[TEXT FOR ANALYSIS — start]

Simon A. Pedersen

Personal information
- Full name: Simon Azoulay Pedersen
- Date of birth: 14 December 1982 (age 43)
- Place of birth: Copenhagen, Denmark
- Height: 1.83 m (6 ft 0 in)
- Position: Forward

Youth career
- B 93

Senior career*
- Years: Team / Apps / (Gls)
- –2001: B 93 / ? / (?)
- 2001–2005: AB / 45 / (?)
- 2005–2007: Esbjerg fB / 36 / (6)
- 2007–2010: Silkeborg IF / 29 / (11)
- 2008: Turun Palloseura (loan) / 9 / (5)
- 2010–2011: FC Fyn
- 2011–2012: Viva Kerala FC
- 2015–2016: Ringkøbing IF
- 2016–2017: Silkeborg KFUM

International career^{‡}
- 1998: Denmark U16 / 2 / (0)
- 1999: Denmark U17 / 5 / (0)
- 1999–2001: Denmark U19 / 15 / (7)

= Simon Azoulay Pedersen =

Danish footballer (born 1982)

Simon Azoulay Pedersen (born 14 December 1982) is a Danish former professional footballer who played as a forward. From 1998 to 2001, he played 22 games and scored five goals for Denmark in different age levels.

[TEXT FOR ANALYSIS — finish]
[COLLECTED DATA — start]

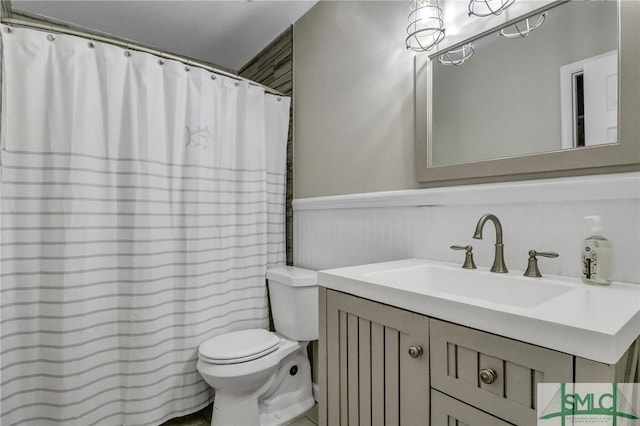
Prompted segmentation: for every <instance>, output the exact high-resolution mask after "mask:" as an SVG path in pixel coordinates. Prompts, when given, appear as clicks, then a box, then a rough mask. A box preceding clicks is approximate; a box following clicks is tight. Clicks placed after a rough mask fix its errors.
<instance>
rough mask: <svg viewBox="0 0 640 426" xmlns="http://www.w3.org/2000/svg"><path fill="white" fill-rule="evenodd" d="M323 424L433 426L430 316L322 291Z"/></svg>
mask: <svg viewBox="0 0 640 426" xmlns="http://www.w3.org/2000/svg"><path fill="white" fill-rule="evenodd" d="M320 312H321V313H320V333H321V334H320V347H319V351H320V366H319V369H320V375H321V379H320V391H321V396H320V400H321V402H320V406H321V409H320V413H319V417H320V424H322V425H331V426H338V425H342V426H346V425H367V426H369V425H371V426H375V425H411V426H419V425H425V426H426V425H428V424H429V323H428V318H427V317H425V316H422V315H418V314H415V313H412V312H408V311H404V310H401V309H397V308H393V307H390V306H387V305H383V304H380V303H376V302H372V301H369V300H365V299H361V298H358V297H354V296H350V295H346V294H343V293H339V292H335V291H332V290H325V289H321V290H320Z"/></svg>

[COLLECTED DATA — finish]

- **PROBLEM 1**
Rewrite the paragraph of the footballer profile beginning "Simon Azoulay Pedersen (born 14 December 1982)" as a short list of its main facts.
- **PROBLEM 2**
According to the footballer profile, which club did he play for on loan in 2008?
- **PROBLEM 3**
Reproduce the part of the footballer profile starting with "Youth career" and going on through "(loan) / 9 / (5)".
The listing has nothing to do with the footballer profile.

- **ANSWER 1**
- Born 14 December 1982
- Danish former professional footballer
- Played as a forward
- 1998 to 2001: 22 games and five goals for Denmark at different age levels

- **ANSWER 2**
Turun Palloseura

- **ANSWER 3**
Youth career
- B 93

Senior career*
- Years: Team / Apps / (Gls)
- –2001: B 93 / ? / (?)
- 2001–2005: AB / 45 / (?)
- 2005–2007: Esbjerg fB / 36 / (6)
- 2007–2010: Silkeborg IF / 29 / (11)
- 2008: Turun Palloseura (loan) / 9 / (5)